(ROWS):
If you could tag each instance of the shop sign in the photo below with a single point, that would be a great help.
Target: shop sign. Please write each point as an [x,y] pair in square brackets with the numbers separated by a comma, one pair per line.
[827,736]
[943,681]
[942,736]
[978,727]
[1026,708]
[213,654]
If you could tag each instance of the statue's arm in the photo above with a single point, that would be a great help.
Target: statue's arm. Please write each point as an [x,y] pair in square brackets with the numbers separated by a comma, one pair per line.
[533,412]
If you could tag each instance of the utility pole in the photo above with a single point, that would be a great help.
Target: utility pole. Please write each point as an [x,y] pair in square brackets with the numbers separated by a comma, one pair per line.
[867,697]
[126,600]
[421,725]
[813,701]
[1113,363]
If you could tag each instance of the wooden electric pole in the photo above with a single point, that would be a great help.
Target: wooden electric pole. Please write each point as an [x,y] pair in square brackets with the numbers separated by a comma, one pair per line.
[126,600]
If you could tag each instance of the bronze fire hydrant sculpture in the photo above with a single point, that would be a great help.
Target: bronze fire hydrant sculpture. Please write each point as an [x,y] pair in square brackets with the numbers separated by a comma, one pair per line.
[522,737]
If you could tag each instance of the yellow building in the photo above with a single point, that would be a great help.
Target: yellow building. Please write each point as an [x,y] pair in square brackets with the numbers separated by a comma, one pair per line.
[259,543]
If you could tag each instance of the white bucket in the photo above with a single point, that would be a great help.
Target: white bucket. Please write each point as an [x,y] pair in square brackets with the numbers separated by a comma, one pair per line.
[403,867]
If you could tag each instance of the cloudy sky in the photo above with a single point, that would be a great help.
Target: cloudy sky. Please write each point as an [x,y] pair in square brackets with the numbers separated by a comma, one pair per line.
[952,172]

(CHALLENGE):
Print the entire listing above verbatim, with every line unchanged and in its original order.

(ANSWER TO THE PROBLEM):
If you could tag each instance of the shop sign in the photo below with a single point, that would be a great help.
Target: shop sign. Please write each point as an [x,y] pair in square brackets with the numbers separated by a comma, one pair per line.
[827,736]
[943,681]
[942,736]
[978,727]
[1026,708]
[213,654]
If you could tag each instance of the statue's arm in the photo above with a single point, that would be a great help.
Target: statue's arm. Please write each point as an [x,y] pair in square brackets with the numbers separated by a comma, one pair per line.
[533,412]
If you could tag each instance of the utility pole in the photo above with a single point, that would be a great help.
Target: utility pole. Please write each point as an [x,y] pair in square brackets with the numbers separated by a comma, one pair per line.
[867,697]
[126,600]
[421,725]
[813,701]
[1113,363]
If you could tag each instance of the wooden electric pole in the photo above with a single point, that would be a great help.
Target: wooden electric pole. Please write each point as an [x,y] pair in square brackets with the numbers separated by a comma, one pair per line.
[126,600]
If you could tag each instance of the bronze fire hydrant sculpture in the photo above with a single point, that would be a great help.
Target: bronze fire hydrant sculpture. Please write each point as an [x,y] pair in square brackets with the numbers separated by a comma, one pair per line.
[522,737]
If you could tag each instance of the yellow building in the photo above with a single point, that would be a great help.
Target: yellow building. Please write each point as an [x,y] pair in square brackets with the numbers separated by a comma, one pair per line.
[259,543]
If you could tag each instance of the white bucket in the photo above with a single point, that would be a great help.
Target: white bucket. Please write each point as an [x,y] pair in square brackets with the numbers separated by a comma, one pair per line.
[403,867]
If you could tag each instance of the cloudy sky in the photo above with a single point, that would be a great help.
Target: cloudy sky. Please write each point as an [x,y] pair in square brackets with the numbers separated by a comma, one pair per line.
[952,172]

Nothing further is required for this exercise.